Start of PROVIDED DATA
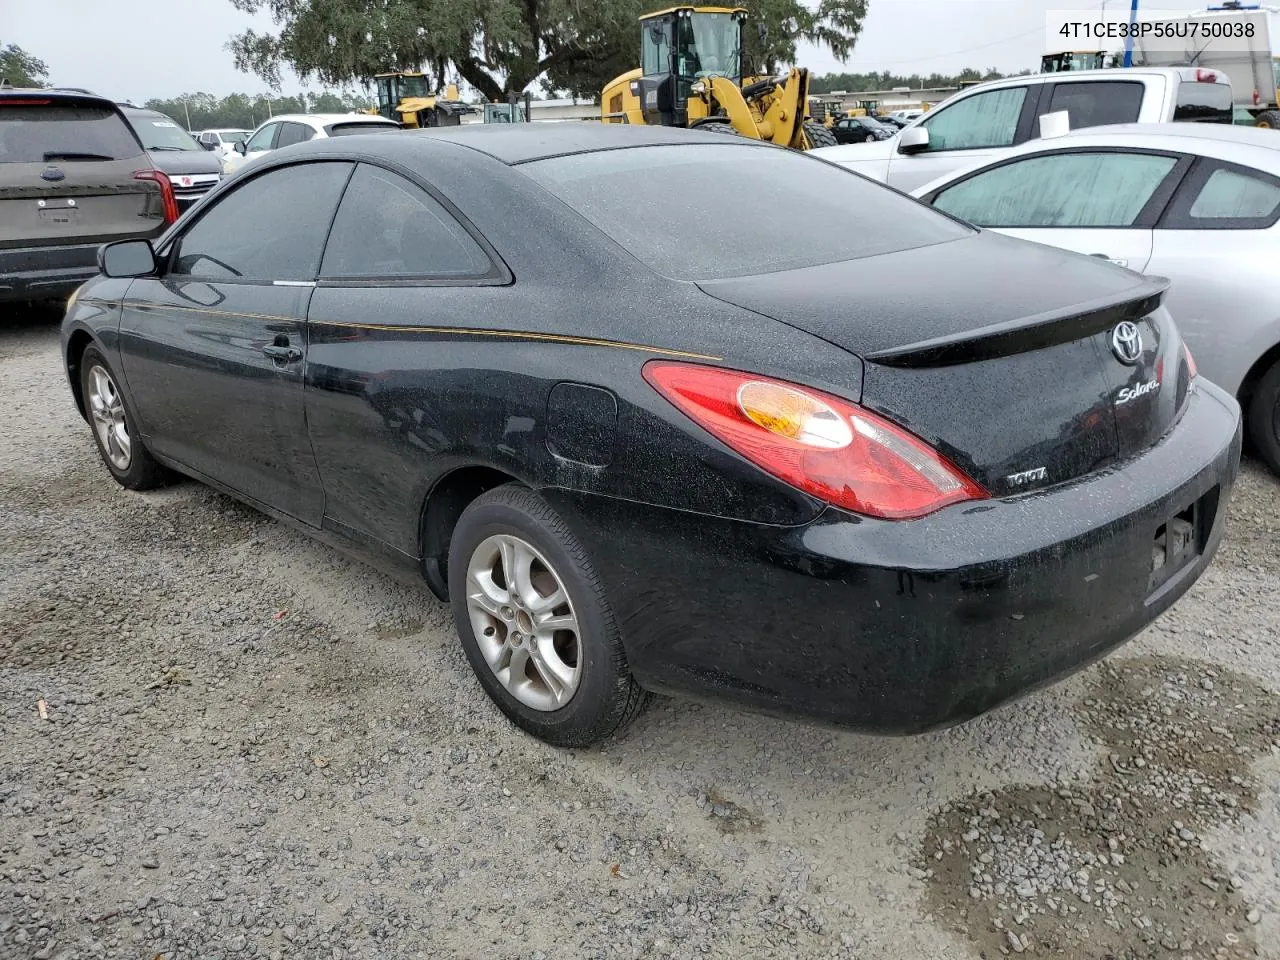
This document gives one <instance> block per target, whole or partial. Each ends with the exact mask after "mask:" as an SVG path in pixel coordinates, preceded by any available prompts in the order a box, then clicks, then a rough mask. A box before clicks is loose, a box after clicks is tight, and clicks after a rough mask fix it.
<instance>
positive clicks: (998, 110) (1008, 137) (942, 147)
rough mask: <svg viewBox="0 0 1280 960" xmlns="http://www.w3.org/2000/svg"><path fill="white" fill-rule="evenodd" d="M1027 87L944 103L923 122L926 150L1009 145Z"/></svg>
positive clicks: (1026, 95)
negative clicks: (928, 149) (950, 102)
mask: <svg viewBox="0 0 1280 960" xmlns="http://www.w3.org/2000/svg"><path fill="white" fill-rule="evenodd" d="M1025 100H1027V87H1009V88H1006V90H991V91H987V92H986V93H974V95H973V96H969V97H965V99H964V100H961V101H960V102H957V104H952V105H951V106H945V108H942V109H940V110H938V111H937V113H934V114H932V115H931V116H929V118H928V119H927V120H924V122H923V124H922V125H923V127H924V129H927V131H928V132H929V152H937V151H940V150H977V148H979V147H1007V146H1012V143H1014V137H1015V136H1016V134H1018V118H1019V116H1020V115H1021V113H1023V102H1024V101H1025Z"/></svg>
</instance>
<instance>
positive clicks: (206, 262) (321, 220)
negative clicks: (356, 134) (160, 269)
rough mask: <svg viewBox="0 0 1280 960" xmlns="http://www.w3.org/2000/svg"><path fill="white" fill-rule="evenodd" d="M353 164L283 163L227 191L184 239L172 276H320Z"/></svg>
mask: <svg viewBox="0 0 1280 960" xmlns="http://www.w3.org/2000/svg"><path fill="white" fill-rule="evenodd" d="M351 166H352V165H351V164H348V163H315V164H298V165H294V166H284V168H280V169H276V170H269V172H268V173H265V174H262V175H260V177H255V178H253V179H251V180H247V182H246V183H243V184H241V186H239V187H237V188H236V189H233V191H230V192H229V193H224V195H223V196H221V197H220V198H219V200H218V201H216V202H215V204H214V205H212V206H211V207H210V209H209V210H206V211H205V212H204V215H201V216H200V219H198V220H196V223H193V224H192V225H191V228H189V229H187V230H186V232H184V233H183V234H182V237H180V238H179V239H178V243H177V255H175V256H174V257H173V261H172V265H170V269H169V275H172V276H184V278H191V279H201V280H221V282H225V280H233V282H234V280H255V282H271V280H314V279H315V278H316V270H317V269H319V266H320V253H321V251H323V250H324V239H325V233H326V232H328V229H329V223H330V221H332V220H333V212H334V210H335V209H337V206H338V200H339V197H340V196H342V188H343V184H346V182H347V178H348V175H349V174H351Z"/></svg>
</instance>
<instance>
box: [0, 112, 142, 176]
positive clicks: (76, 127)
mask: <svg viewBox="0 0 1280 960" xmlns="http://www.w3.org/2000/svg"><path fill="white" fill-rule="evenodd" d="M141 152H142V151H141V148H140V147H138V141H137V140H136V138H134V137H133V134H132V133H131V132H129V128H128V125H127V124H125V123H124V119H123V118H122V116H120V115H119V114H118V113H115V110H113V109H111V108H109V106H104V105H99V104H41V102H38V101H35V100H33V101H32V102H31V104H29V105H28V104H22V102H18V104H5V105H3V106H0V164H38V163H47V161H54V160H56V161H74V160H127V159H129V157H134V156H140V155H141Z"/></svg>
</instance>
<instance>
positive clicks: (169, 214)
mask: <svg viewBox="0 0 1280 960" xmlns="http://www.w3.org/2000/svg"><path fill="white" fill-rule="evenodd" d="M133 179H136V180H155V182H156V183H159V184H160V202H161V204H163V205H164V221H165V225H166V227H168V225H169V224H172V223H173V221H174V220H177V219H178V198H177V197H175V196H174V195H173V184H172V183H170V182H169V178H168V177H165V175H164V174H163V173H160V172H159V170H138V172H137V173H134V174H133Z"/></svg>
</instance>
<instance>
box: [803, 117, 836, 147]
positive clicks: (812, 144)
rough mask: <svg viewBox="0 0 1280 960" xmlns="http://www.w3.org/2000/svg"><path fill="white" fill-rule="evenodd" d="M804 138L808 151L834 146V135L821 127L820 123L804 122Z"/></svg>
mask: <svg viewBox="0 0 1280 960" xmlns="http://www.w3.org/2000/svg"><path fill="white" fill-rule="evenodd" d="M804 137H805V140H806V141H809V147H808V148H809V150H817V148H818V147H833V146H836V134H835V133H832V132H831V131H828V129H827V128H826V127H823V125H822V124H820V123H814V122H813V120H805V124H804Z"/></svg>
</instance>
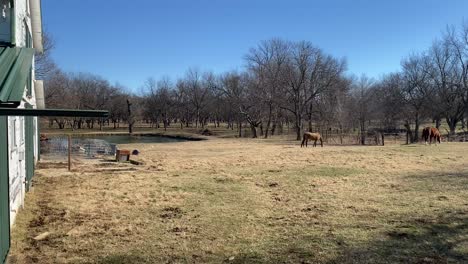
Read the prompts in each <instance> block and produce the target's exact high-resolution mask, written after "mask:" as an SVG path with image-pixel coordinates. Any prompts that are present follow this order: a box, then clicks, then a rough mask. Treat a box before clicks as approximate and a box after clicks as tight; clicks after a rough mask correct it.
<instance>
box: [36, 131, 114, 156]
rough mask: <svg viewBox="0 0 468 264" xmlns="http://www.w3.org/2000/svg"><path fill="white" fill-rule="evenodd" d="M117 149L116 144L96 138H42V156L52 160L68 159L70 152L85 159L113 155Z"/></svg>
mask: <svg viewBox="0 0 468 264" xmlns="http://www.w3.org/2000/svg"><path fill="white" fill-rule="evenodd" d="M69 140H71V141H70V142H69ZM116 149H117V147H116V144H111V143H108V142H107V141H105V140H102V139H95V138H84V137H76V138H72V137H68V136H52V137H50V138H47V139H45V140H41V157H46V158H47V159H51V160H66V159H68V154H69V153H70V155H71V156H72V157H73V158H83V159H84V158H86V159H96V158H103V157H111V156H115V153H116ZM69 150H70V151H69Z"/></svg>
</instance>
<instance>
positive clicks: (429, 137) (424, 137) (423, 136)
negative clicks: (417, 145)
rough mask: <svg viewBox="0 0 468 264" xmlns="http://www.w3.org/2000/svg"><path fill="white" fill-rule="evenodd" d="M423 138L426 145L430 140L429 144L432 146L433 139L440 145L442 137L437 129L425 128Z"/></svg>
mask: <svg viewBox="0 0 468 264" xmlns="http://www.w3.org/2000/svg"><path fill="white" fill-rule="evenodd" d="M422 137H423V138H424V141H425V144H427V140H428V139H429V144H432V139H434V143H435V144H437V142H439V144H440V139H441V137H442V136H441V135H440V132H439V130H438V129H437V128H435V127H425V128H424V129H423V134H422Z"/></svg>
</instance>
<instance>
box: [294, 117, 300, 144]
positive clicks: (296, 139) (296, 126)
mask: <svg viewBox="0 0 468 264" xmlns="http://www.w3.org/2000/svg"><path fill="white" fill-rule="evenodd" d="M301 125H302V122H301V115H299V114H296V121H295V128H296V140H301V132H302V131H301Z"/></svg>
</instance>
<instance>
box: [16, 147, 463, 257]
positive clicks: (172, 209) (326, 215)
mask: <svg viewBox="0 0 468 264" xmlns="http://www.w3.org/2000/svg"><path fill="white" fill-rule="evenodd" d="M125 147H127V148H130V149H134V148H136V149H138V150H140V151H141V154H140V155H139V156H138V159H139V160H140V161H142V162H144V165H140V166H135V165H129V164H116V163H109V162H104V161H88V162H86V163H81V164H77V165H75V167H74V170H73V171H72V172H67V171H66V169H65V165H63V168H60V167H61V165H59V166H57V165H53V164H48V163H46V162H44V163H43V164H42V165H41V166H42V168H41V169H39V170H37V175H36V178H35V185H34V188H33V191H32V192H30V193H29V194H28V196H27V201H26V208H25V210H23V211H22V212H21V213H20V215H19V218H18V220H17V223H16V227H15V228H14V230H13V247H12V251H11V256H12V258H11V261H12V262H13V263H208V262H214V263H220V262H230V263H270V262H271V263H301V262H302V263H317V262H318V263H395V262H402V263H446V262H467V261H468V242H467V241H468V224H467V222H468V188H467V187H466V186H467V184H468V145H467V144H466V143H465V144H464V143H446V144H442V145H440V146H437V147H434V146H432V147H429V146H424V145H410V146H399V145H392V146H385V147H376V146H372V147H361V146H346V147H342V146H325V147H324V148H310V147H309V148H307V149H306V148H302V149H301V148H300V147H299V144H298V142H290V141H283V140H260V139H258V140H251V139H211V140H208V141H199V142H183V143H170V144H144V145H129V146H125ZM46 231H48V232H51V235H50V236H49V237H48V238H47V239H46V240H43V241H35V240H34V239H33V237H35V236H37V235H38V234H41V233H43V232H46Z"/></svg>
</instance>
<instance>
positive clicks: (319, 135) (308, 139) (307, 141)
End of PROVIDED DATA
Start of PROVIDED DATA
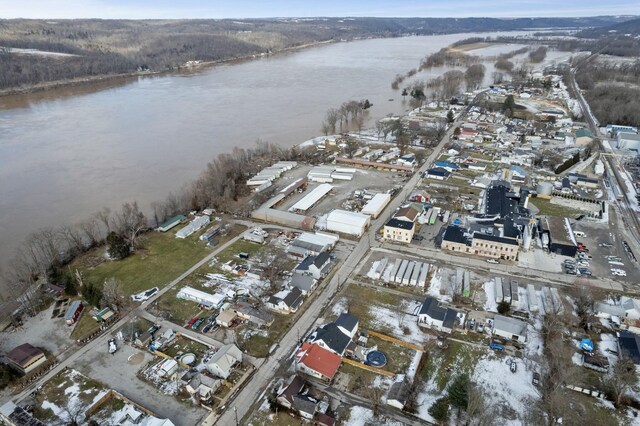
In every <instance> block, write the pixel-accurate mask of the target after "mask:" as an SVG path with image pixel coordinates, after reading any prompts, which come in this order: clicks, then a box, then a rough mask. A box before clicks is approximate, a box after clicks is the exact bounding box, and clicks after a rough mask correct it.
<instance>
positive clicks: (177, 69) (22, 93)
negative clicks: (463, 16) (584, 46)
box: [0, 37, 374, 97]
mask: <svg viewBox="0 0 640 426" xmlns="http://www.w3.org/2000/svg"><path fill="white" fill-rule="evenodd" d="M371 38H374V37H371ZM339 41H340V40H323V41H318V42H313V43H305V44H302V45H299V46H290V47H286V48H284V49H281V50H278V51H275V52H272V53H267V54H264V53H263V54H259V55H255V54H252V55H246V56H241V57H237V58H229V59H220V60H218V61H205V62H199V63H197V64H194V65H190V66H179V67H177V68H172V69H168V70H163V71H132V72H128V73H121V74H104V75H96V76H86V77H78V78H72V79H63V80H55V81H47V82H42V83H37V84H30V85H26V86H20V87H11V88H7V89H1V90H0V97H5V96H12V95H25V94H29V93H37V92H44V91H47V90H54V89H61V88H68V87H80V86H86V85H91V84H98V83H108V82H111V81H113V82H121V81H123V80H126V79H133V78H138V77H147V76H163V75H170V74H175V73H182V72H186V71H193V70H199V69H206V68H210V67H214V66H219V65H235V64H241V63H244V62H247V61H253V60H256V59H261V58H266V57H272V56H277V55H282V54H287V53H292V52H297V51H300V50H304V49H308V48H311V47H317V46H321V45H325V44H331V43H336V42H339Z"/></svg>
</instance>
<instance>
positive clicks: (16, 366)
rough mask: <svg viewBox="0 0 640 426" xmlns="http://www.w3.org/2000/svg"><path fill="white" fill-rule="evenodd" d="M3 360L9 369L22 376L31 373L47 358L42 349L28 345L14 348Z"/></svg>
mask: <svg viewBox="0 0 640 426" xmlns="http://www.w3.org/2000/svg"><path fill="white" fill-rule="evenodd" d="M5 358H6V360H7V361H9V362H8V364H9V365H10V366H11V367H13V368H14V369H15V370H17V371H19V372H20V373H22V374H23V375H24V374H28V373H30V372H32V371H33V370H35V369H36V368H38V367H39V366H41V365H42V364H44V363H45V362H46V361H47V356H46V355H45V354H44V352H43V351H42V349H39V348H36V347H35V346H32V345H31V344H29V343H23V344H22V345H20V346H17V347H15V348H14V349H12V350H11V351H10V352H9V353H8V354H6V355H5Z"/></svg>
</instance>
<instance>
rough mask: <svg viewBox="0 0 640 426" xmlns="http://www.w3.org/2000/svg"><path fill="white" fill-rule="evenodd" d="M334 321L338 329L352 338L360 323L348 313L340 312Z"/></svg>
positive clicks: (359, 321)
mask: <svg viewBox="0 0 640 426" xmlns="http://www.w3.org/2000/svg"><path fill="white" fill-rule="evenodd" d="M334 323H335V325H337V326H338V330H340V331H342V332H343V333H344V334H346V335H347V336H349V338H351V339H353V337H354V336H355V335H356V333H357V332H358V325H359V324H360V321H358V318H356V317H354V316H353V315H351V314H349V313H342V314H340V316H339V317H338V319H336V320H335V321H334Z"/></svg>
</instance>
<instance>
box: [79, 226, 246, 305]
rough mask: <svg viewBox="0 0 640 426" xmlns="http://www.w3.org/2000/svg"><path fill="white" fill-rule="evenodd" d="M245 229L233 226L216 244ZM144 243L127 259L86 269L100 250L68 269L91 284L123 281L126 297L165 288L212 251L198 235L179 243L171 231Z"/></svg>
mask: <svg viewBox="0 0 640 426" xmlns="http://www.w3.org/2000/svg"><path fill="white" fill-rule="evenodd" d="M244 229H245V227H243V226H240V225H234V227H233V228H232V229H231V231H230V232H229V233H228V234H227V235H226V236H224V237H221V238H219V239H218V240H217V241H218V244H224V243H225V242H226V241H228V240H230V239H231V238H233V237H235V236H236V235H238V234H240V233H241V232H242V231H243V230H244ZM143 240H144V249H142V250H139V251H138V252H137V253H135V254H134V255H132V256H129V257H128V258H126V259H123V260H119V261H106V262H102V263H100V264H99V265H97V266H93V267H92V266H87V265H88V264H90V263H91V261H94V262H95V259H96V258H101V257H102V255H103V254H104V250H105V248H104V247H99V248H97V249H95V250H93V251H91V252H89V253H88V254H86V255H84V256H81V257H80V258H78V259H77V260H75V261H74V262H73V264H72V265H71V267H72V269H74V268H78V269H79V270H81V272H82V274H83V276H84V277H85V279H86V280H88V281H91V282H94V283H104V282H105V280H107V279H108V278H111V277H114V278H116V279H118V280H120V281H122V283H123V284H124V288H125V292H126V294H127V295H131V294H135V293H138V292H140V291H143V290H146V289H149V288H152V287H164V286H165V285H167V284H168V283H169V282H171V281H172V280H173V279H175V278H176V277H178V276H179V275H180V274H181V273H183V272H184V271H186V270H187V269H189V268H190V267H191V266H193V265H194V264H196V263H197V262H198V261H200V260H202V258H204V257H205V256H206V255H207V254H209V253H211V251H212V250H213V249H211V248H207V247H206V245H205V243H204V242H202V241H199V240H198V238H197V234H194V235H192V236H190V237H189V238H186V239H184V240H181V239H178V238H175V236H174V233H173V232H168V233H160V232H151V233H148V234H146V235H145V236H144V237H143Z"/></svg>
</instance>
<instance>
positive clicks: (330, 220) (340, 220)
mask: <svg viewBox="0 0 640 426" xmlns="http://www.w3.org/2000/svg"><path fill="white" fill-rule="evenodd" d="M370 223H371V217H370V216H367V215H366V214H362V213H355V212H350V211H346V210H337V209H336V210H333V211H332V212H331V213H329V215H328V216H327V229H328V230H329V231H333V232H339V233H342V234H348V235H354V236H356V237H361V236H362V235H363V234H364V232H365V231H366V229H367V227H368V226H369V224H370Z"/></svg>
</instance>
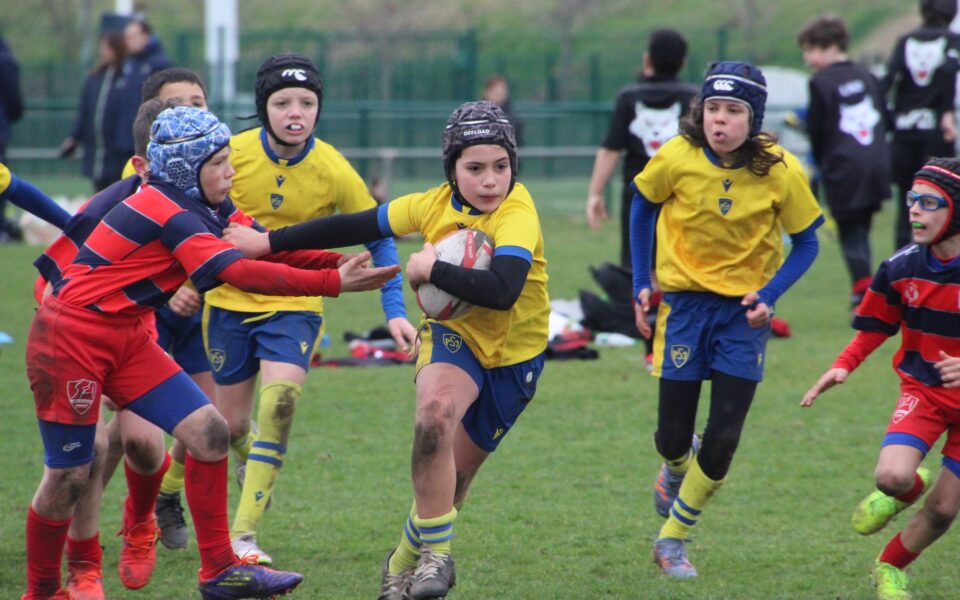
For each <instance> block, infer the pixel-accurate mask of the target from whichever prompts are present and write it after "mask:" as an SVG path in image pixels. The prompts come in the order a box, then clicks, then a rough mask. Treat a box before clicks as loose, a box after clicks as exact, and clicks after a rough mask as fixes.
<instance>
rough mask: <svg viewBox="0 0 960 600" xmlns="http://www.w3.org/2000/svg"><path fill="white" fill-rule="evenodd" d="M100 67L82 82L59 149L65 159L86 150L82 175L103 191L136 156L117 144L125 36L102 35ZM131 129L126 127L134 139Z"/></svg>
End of PROVIDED DATA
● **WHAT TO PRODUCE**:
If a line in the entries includes the word "write", copy that line out.

● **ANSWER SPACE**:
In every <instance> block, write the pixel-accurate mask of the target after "mask:" as an SVG path with image pixel coordinates, after reading any prompts, which come in this order: clicks, then a box, then a rough mask. A box before clicks is approximate, a box after clicks is the exact bounding box, and clicks after a rough mask correct it.
For each <instance> block, infer the pixel-accurate mask of the target from whichever prompts are present and write it after "mask:" as an SVG path in image pixels. The prompts come in the order a box, then clicks, then a rough mask. Treat a box before clicks as loose, a box after clicks as exact, and clicks after a rough mask as fixes.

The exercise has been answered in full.